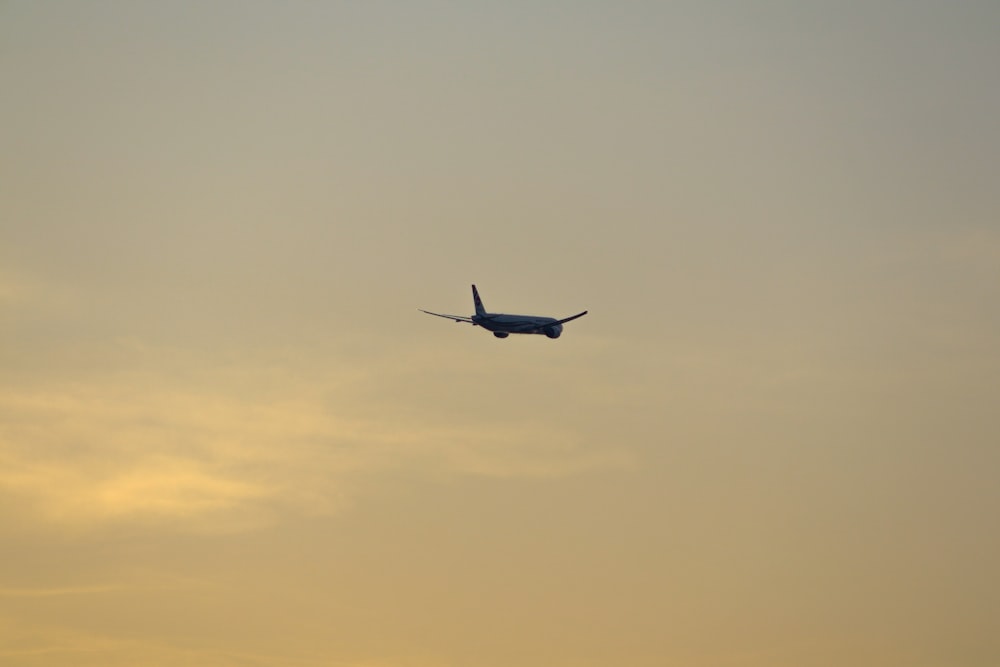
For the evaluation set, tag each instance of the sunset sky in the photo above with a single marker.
(228, 438)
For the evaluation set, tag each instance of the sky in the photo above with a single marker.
(228, 437)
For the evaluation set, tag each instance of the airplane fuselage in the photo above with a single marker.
(501, 325)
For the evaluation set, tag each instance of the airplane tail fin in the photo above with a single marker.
(479, 302)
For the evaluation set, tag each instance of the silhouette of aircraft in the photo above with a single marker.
(503, 325)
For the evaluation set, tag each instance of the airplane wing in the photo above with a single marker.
(457, 318)
(571, 318)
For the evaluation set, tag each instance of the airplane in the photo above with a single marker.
(503, 325)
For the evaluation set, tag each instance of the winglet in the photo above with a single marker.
(480, 310)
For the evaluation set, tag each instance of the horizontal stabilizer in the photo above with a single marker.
(457, 318)
(572, 318)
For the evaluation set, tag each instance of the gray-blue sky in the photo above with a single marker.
(771, 442)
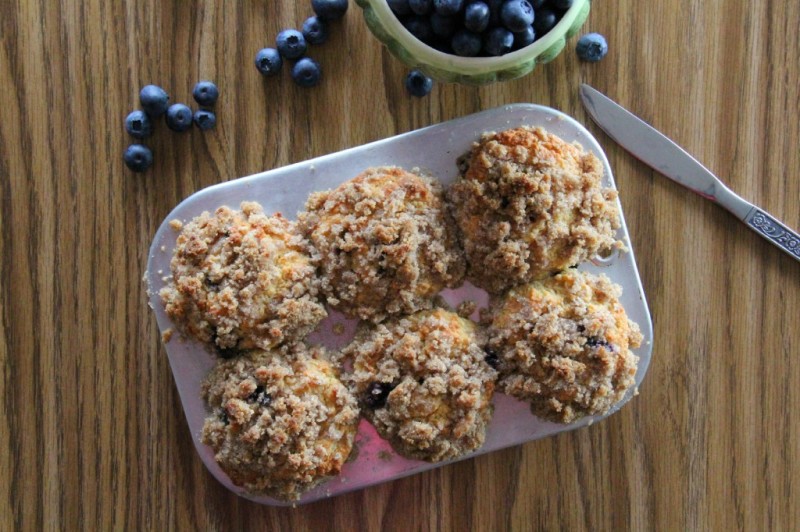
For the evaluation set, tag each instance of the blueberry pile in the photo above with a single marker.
(291, 44)
(179, 117)
(591, 47)
(484, 28)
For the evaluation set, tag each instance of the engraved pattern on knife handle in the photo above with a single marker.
(779, 234)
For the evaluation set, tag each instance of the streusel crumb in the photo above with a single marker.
(280, 422)
(563, 344)
(242, 280)
(529, 204)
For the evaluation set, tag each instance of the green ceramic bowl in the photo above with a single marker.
(470, 70)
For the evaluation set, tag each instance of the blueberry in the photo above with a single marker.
(306, 72)
(516, 15)
(260, 396)
(546, 19)
(399, 7)
(179, 117)
(138, 125)
(268, 61)
(492, 358)
(205, 119)
(448, 7)
(329, 9)
(466, 44)
(524, 38)
(315, 30)
(498, 41)
(376, 394)
(154, 100)
(476, 17)
(420, 7)
(418, 84)
(138, 157)
(420, 27)
(443, 26)
(494, 11)
(592, 47)
(205, 93)
(291, 44)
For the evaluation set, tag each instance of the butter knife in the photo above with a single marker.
(661, 154)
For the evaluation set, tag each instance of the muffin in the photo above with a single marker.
(423, 383)
(563, 344)
(383, 242)
(280, 423)
(242, 280)
(528, 204)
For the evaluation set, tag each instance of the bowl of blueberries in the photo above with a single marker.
(474, 42)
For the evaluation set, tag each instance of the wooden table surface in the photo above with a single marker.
(92, 434)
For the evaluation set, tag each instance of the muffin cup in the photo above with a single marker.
(451, 68)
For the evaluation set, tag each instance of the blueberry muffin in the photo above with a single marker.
(242, 280)
(383, 242)
(563, 344)
(528, 204)
(280, 422)
(423, 382)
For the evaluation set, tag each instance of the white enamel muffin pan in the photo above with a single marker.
(434, 150)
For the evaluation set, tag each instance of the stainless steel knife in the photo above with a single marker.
(657, 151)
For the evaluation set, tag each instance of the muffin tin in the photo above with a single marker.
(433, 149)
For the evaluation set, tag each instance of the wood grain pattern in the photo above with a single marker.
(91, 430)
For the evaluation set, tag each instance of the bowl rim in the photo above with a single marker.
(426, 54)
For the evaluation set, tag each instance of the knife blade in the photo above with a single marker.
(661, 154)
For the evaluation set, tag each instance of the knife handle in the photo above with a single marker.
(774, 231)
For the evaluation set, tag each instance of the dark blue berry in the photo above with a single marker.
(205, 119)
(524, 38)
(476, 17)
(466, 44)
(315, 30)
(492, 358)
(592, 47)
(329, 9)
(260, 396)
(205, 93)
(494, 11)
(420, 7)
(179, 117)
(498, 41)
(306, 72)
(399, 7)
(268, 61)
(154, 100)
(516, 15)
(291, 44)
(546, 19)
(138, 157)
(443, 26)
(420, 27)
(418, 84)
(376, 394)
(138, 125)
(448, 7)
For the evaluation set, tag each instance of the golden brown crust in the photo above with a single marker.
(242, 280)
(384, 243)
(423, 383)
(529, 204)
(563, 344)
(279, 424)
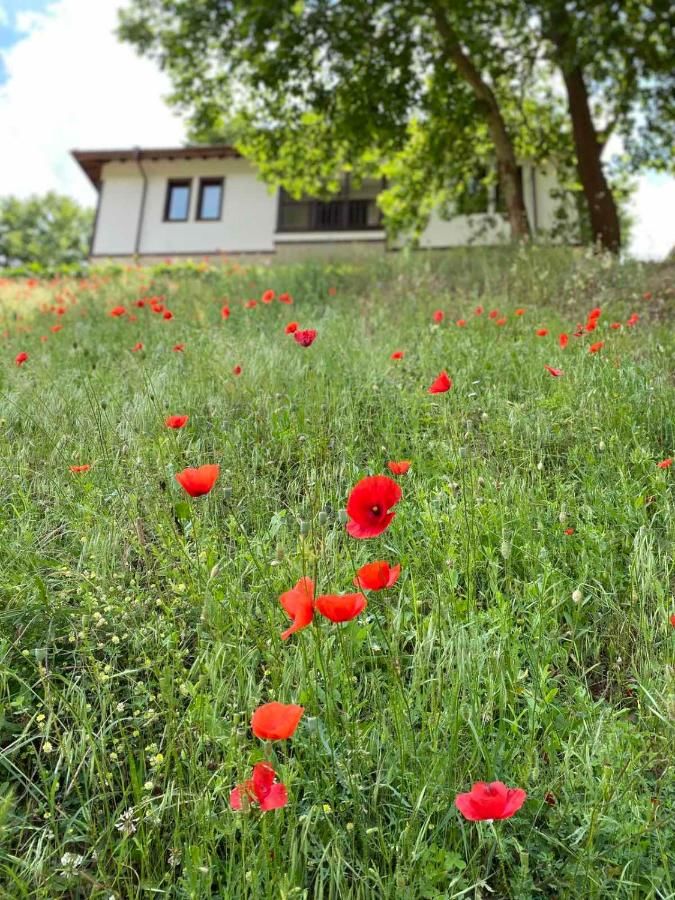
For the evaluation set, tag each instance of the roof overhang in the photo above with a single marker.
(92, 161)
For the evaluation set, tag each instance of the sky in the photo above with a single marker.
(66, 82)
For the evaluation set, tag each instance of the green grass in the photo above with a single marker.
(139, 631)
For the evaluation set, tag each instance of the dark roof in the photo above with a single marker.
(92, 161)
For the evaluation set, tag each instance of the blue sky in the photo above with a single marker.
(66, 82)
(9, 32)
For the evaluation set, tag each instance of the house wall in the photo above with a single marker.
(247, 223)
(249, 217)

☆ ☆ ☆ ☆

Work instructions:
Extract, exactly as they appear, the lines from the one containing "For the evaluation set, tag each instance of the roof" through the final line.

Exercise solution:
For the evaluation set, tag each instance of the roof overhang in the photo above with a single marker.
(92, 161)
For the evaluation set, tag each instance of the sky in the photo above with a single marker.
(66, 82)
For the evaluation set, tag each instance of the green grass in the photo above with a single marker.
(139, 631)
For the evaluation set, tag each instance of the dark roof in the photo above with a single marker.
(92, 161)
For the evaluation set, tag each instance of the blue sky in the photo above with a single marker.
(66, 82)
(9, 32)
For the evaluation set, tag each instance of the house wall in the photo above with a single marker.
(247, 223)
(249, 217)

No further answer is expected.